*What to do*
Each line of the material below needs to be returned exactly as written.
++++++++++
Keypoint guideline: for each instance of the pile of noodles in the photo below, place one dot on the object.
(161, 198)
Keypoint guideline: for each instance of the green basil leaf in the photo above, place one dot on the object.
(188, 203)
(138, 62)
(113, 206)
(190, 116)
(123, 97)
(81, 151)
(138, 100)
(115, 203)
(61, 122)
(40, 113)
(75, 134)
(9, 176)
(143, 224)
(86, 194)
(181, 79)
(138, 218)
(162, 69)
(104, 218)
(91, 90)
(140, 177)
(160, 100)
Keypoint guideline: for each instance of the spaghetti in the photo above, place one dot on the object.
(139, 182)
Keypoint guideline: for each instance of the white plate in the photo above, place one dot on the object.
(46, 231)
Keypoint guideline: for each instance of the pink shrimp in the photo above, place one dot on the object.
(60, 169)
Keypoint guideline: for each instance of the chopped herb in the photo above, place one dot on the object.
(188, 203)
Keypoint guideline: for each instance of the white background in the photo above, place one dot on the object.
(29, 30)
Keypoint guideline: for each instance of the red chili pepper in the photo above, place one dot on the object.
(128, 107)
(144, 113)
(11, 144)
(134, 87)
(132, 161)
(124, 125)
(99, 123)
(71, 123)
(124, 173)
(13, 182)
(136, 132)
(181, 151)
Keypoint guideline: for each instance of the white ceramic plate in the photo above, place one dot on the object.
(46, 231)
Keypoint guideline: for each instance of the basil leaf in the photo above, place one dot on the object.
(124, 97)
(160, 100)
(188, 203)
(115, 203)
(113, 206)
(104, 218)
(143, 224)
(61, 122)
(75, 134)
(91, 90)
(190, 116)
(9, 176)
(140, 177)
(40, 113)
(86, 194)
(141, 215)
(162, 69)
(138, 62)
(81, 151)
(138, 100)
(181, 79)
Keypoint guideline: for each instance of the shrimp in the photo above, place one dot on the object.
++++++++++
*Your response*
Keypoint guideline: for each instance of the pile of noodles in the photo below, place one dot on the object.
(161, 198)
Keypoint guideline: for each instance of the green basil leaf in the photo above, place one dot on the object.
(188, 203)
(138, 62)
(113, 206)
(190, 116)
(123, 97)
(81, 151)
(138, 100)
(115, 203)
(61, 122)
(40, 113)
(75, 134)
(9, 176)
(143, 224)
(86, 194)
(181, 79)
(138, 218)
(162, 69)
(104, 218)
(91, 90)
(140, 177)
(160, 100)
Keypoint guideline: for each instance of the spaghetti in the photo above, place one dot on the object.
(139, 182)
Keypoint guideline: for each instance of the white plate in the photo above, place one dot on the object.
(46, 231)
Keypoint guideline: for each instance of the pink shrimp in the photo above, place one dot on the object.
(60, 169)
Keypoint guideline: for each instance of the chopped herb in the photo above, place one dot on the object.
(188, 203)
Keypoint guideline: for each instance of the white background in the photo above, place one dot on the object.
(29, 30)
Keypoint guideline: for each instance of the red chili pepper in the photo above, place one dot on the object.
(128, 107)
(144, 113)
(11, 144)
(134, 87)
(132, 161)
(124, 125)
(99, 123)
(71, 123)
(124, 173)
(13, 182)
(136, 132)
(181, 151)
Keypoint guideline: for each instance of the white ceramic plate in the photo above, place one dot on the object.
(46, 231)
Keypoint guideline: for each instance of the basil leaf in the photo above, place one dot on the object.
(124, 97)
(160, 100)
(188, 203)
(115, 203)
(113, 206)
(104, 218)
(143, 224)
(61, 122)
(75, 134)
(91, 90)
(190, 116)
(9, 176)
(140, 177)
(40, 113)
(86, 194)
(141, 215)
(162, 69)
(138, 62)
(81, 151)
(138, 100)
(181, 79)
Keypoint guideline: for each instance of the shrimp in the photo above, place one dot on the object.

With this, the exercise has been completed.